◆ Page excerpt

- - -

Just found this thread, all i can say is WOW :2thumb:. Bought my first Crestie just over 2 weeks ago & have just bought a MagNatural ledge from Lizard Planet for when it's big enough to go into it's Exo Terra. I would possibly be interested in buying one, will look & see what you have done with it painted :2thumb:. If you are selling them for £12 that's a good price, does that include p+p?


----------



## spatte88 (Jun 29, 2009)

corny girl said:


> Just found this thread, all i can say is WOW :2thumb:. Bought my first Crestie just over 2 weeks ago & have just bought a MagNatural ledge from Lizard Planet for when it's big enough to go into it's Exo Terra. I would possibly be interested in buying one, will look & see what you have done with it painted :2thumb:. If you are selling them for £12 that's a good price, does that include p+p?


Hi thanks for the comment  Well think if you bought one you wouldn't need the feeding ledge! Lol 

Unfortunately the price wouldn't include P&P, I believe you'd be looking around £3 on top for postage. 

I have tried to keep the price as low as possible though as I'm sure you can tell the price of 4 magnets, a glass bowl and the plastic required to make the hide comes to around that.


----------



## Jonnoak (Jan 10, 2010)

Hi, i'd quite possible interested in the next couple of week as well... so is that painted and delivered for about £15 ?

Cheers


----------



## spatte88 (Jun 29, 2009)

Jonnoak said:


> Hi, i'd quite possible interested in the next couple of week as well... so is that painted and delivered for about £15 ?
> 
> Cheers


Not painted as I'm sure you can guess it takes hours to paint! I can add a bit colour within the plastic if you didn't want plain White however you could paint these yourself to any design you wanted!


----------



## Fordyl2k (Nov 29, 2010)

Definately interested in buying one of these.
cheers,
Ryan


----------



## DarkEntity (Jul 4, 2008)

You could actually expand the range to cover arborial snakes as well, my Python is forever cramming itself into the smallest space possible so so hides which could be used for juvi pythons would be ace


----------



## gary1621 (Apr 28, 2009)

- - -

◆ Extracted data

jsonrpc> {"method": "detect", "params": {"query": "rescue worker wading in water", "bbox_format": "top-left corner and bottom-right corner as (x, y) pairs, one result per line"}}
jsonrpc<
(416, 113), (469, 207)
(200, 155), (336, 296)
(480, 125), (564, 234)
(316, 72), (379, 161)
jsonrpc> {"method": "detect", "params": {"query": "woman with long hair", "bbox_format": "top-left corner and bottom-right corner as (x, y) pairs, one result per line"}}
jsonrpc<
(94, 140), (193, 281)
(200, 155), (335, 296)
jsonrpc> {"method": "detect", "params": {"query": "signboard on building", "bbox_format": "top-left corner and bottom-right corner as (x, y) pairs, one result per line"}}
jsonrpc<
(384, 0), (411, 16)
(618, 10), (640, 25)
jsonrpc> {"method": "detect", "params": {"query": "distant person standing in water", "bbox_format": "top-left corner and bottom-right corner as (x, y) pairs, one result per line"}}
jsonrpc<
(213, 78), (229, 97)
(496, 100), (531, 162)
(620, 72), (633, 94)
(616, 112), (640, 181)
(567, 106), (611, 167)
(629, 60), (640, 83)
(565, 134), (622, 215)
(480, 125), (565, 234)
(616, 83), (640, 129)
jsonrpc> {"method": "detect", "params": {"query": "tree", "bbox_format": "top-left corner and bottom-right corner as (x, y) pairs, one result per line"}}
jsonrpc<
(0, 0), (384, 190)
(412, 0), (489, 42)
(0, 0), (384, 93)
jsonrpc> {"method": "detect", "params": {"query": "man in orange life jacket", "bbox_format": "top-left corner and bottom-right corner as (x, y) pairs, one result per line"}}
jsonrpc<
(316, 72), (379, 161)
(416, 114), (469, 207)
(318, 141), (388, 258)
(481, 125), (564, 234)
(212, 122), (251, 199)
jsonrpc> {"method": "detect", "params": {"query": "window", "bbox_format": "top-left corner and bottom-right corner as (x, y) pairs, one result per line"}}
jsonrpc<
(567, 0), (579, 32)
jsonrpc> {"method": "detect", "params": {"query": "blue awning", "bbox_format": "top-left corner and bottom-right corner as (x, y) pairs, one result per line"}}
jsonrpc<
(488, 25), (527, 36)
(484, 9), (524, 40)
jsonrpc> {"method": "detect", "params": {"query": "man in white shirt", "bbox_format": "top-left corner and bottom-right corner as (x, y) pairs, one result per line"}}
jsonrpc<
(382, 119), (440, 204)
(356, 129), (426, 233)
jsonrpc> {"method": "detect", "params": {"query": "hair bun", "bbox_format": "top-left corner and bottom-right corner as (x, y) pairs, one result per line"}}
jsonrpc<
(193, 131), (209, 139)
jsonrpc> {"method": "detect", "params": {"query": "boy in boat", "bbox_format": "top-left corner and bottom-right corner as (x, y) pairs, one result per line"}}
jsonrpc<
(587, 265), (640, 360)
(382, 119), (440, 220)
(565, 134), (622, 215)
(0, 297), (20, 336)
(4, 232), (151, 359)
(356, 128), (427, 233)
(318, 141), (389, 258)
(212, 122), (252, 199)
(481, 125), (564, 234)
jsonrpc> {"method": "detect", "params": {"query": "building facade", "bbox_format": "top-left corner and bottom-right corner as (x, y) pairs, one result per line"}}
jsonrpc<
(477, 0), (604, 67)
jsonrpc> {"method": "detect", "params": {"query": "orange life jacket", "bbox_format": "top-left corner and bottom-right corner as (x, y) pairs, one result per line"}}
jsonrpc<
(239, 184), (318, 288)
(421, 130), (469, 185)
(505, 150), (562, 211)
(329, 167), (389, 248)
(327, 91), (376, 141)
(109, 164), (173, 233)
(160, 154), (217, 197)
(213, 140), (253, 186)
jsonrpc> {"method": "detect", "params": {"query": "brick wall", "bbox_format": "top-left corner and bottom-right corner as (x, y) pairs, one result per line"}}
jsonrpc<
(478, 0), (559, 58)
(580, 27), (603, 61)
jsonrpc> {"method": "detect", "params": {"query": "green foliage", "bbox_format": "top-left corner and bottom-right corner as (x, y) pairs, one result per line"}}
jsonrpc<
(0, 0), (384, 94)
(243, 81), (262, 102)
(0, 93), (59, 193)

- - -

◆ Aim 1
In the forum thread about the magnetic hides, about how much would postage add to the price?
◆ Aim 2
Extend the forum thread about the magnetic hides by writing the post that follows its last header.
The records have no connection to the forum thread about the magnetic hides.

◆ Task result 1
Around £3.

◆ Task result 2
Very interested in buying a couple of these when they become available! They are exactly the sort of thing I was searching for 

The images provided so far look great!!


----------



## OliverW (Dec 8, 2010)

Just wanted to ask will the newest design fit into a 30 x 30 x 45 exo terra? or will I have to wait until george needs a bigger viv?


----------



## spatte88 (Jun 29, 2009)

OliverW said:


> Just wanted to ask will the newest design fit into a 30 x 30 x 45 exo terra? or will I have to wait until george needs a bigger viv?


Yes the latest plastic one will fit just fine in the smaller Exo Terra, so no George won't have to wait lol.

Hopefully I'll be able to post some pictures of my painted one by weekend and I'll make sure I show it in the small Exo so you can see how it fits!


----------



## gary1621 (Apr 28, 2009)

Do you have a rough timeline of when your fantastic products will be available?

Gary


----------



## spatte88 (Jun 29, 2009)

gary1621 said:


> Do you have a rough timeline of when your fantastic products will be available?
> 
> Gary


I'm sure I could produce a few by the end of the weekend if you wanted? 

Though I only have limited numbers of magnets at the moment and need to gauge order amounts before putting in another order from Europe.

If interested PM me with amounts and I can work out a time scale and postage price for you!


----------



## gary1621 (Apr 28, 2009)

Fantastic 

Cant wait


----------



## spatte88 (Jun 29, 2009)

Right finally got round to having a little spare time this weekend so thought I would have a go at painting one of my new hides.

First off a small shopping trip to purchase my supplies was needed. I sourced my acrylic paints from WHS Smiths for around £10 and my Satin Yacht Varnish was from B&Q.









I was going to write a guide on how I painted the hide but thought why bother when Becky Wheeler has posted an excellent video showing perfectly how to use the dry brush technique which is just what you need to make a realistic looking rock effect. Here's the link for those interested YouTube - How to build a custom vivarium background 03 

Anyway with a little bit of time and effort I was able to produce this (doesn't look shiny in real life, just a side effect of the flash).


















And heres some pictures of it in a 30x30x45 Exo-Terra.


















I also tried some coloured dyes mixed in with the plastic to see the out come as quite a few people have requested another colour other than white. This turned out quite a bit more difficult than I thought as too much dye made the plastic not set as strong and too little wasn't worth it :lol2: So here's the colours I found to work best (sorry about the picture quality).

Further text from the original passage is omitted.